Given request :: Could you turn the data starting at the line containing "green grass shown in this photo?" and ending at the end of the data, both included, into a two-column CSV with the columns input and output, one row per entry, with each value in a single quoted field and its line breaks replaced by spaces?

Data lines ::
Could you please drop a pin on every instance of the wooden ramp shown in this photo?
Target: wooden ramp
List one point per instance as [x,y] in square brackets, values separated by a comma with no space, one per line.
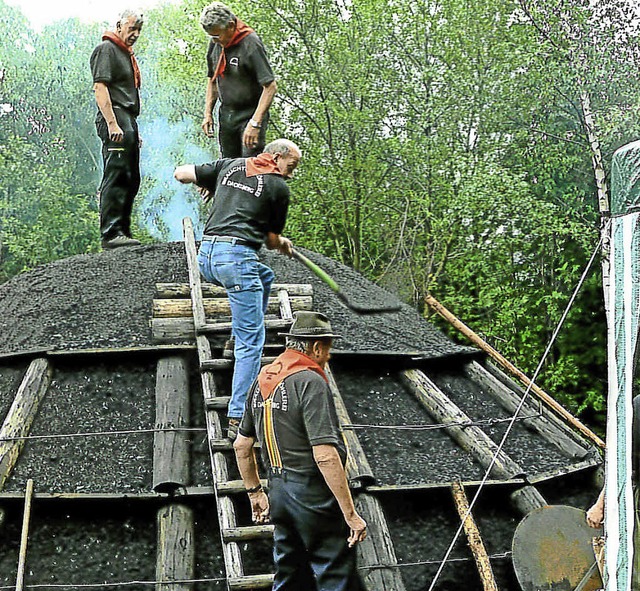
[376,555]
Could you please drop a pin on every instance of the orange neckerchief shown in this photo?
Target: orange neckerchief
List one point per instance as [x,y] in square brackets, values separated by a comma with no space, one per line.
[262,164]
[242,30]
[286,364]
[137,78]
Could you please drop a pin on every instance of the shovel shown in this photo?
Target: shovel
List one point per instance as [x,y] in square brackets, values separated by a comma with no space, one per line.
[323,276]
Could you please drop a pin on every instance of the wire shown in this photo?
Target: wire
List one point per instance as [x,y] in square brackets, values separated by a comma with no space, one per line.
[520,405]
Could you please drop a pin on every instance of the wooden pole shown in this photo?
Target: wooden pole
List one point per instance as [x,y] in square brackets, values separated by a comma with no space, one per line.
[181,308]
[24,538]
[171,448]
[175,557]
[22,414]
[476,340]
[474,538]
[471,438]
[377,549]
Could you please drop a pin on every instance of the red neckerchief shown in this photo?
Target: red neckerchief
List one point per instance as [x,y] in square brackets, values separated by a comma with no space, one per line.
[242,30]
[137,78]
[286,364]
[263,163]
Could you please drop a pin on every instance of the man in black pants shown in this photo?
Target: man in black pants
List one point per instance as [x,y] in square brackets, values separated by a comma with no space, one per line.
[241,78]
[290,411]
[116,79]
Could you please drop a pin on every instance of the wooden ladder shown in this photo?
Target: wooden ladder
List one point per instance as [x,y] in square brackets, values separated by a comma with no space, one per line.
[215,406]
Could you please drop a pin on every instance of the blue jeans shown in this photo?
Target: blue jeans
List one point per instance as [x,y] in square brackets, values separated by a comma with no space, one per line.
[248,284]
[310,536]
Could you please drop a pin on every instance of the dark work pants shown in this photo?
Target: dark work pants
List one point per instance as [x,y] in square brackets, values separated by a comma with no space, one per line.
[310,531]
[232,124]
[121,175]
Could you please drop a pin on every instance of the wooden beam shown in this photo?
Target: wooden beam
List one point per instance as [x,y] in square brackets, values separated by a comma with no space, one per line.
[209,290]
[174,308]
[175,555]
[377,549]
[171,448]
[545,423]
[22,414]
[24,538]
[474,539]
[471,438]
[250,582]
[512,369]
[358,469]
[169,330]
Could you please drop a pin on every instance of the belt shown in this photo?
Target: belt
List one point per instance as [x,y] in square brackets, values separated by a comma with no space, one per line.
[232,240]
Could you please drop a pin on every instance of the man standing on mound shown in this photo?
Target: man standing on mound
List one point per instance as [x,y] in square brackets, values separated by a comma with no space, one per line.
[241,79]
[116,84]
[249,209]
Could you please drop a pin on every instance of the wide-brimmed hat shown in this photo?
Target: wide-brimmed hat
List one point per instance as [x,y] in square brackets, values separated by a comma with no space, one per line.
[310,325]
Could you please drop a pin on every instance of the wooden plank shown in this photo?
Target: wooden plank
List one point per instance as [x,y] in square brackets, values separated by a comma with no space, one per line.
[471,438]
[209,290]
[195,288]
[24,538]
[174,308]
[175,554]
[171,448]
[474,538]
[513,370]
[22,414]
[358,469]
[545,423]
[250,582]
[169,330]
[377,549]
[246,533]
[218,364]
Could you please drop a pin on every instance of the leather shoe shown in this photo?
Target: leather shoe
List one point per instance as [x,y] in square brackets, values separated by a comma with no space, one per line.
[118,241]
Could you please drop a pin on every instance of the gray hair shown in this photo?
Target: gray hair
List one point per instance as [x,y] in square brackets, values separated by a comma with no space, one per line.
[126,14]
[282,146]
[216,15]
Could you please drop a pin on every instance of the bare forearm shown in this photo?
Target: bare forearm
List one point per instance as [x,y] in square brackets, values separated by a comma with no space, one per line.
[266,98]
[103,100]
[330,466]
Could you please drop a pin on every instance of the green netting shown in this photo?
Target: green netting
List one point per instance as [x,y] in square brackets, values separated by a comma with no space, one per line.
[625,179]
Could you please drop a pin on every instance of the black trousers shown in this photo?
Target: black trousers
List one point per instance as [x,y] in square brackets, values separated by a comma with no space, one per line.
[310,537]
[121,175]
[232,124]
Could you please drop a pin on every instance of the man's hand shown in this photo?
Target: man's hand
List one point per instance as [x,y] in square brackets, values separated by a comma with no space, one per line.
[358,529]
[250,136]
[259,507]
[207,126]
[285,247]
[115,132]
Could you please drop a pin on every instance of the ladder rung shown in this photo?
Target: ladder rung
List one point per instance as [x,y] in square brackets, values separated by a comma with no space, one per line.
[250,582]
[217,403]
[215,364]
[217,327]
[232,487]
[249,532]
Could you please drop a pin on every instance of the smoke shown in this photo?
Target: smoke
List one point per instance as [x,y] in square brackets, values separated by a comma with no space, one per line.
[163,202]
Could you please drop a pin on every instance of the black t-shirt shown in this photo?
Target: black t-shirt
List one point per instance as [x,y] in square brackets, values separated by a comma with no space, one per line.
[303,415]
[112,65]
[244,207]
[246,72]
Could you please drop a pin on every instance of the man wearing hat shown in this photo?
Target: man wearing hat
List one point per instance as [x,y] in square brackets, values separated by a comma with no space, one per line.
[290,411]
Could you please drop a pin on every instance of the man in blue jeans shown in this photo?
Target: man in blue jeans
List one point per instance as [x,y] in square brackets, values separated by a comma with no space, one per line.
[250,199]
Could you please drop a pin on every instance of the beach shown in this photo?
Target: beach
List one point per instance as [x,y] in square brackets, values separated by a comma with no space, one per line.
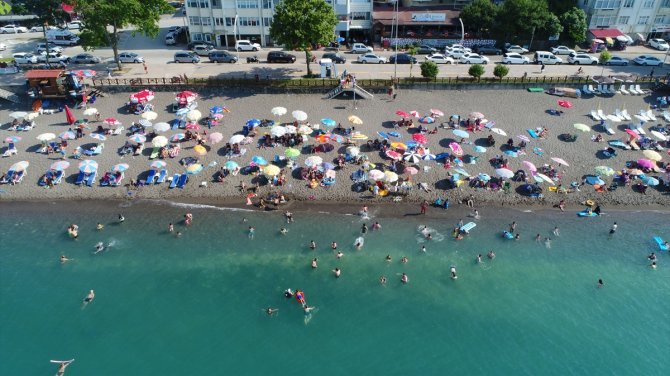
[514,111]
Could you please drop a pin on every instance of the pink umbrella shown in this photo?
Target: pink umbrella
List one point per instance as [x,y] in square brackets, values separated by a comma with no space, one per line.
[530,166]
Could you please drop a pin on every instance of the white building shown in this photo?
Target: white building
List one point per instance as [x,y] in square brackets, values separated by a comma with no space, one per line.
[216,20]
[629,16]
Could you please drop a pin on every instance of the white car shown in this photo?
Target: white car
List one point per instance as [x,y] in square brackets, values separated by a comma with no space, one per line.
[659,44]
[514,58]
[11,29]
[562,50]
[582,59]
[130,57]
[439,59]
[372,58]
[25,58]
[474,59]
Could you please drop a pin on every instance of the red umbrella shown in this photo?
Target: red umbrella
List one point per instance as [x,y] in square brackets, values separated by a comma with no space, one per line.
[565,104]
[69,116]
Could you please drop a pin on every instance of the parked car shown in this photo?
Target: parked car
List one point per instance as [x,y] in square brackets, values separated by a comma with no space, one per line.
[186,57]
[402,59]
[659,44]
[246,45]
[280,57]
[24,58]
[222,57]
[11,29]
[578,58]
[130,57]
[439,59]
[516,48]
[372,59]
[514,58]
[562,50]
[474,59]
[337,58]
[617,60]
[648,60]
[85,59]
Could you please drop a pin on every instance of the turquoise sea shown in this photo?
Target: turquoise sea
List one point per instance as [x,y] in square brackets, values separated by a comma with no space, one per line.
[194,304]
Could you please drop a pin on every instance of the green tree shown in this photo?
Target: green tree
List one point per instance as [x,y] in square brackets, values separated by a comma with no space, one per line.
[429,69]
[479,15]
[500,71]
[574,23]
[104,18]
[297,24]
[476,71]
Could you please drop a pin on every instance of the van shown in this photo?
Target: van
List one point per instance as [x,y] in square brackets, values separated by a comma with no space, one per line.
[547,58]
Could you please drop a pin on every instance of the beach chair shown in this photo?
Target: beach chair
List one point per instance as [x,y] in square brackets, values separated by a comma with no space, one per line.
[161,177]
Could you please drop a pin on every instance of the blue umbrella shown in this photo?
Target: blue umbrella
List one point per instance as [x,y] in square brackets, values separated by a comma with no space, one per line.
[328,122]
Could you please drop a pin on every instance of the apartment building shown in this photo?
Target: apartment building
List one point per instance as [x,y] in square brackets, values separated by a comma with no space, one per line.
[223,21]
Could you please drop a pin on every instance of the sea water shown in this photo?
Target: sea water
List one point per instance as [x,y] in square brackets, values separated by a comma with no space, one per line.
[194,304]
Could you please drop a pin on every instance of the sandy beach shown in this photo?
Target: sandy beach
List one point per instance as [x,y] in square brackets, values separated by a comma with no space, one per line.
[513,111]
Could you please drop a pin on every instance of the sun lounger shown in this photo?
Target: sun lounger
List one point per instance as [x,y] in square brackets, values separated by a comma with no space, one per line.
[173,183]
[161,177]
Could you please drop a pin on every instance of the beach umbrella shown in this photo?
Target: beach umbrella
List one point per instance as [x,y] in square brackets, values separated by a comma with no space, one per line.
[159,141]
[328,122]
[271,170]
[87,166]
[162,127]
[18,114]
[99,136]
[313,161]
[199,149]
[149,115]
[257,159]
[291,152]
[157,164]
[498,131]
[278,111]
[582,127]
[46,137]
[13,139]
[194,168]
[659,135]
[560,161]
[231,165]
[236,139]
[59,165]
[299,115]
[564,103]
[653,155]
[120,167]
[19,166]
[376,175]
[504,173]
[253,123]
[604,170]
[460,133]
[215,138]
[139,138]
[530,166]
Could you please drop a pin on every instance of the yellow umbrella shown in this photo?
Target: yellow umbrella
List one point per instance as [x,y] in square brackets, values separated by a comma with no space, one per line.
[353,119]
[654,156]
[200,150]
[271,170]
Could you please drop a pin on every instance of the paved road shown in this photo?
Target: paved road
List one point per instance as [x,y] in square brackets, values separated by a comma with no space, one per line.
[159,61]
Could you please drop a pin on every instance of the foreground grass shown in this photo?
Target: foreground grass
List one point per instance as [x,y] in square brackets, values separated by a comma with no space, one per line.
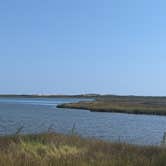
[60,150]
[123,104]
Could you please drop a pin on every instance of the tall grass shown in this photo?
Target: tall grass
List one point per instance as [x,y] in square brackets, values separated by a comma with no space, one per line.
[59,150]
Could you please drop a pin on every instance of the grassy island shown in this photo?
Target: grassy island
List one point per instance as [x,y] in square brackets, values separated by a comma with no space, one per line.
[122,104]
[59,150]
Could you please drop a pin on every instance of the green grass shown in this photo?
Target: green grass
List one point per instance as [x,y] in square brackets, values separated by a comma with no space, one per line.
[60,150]
[123,104]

Full solution ::
input,output
"Could you please drop a pin on every instance of the green grass shown in this photo? Target: green grass List one point per instance as [x,y] in square brackets, values separated by a comma with no space, one per line.","[60,150] [123,104]"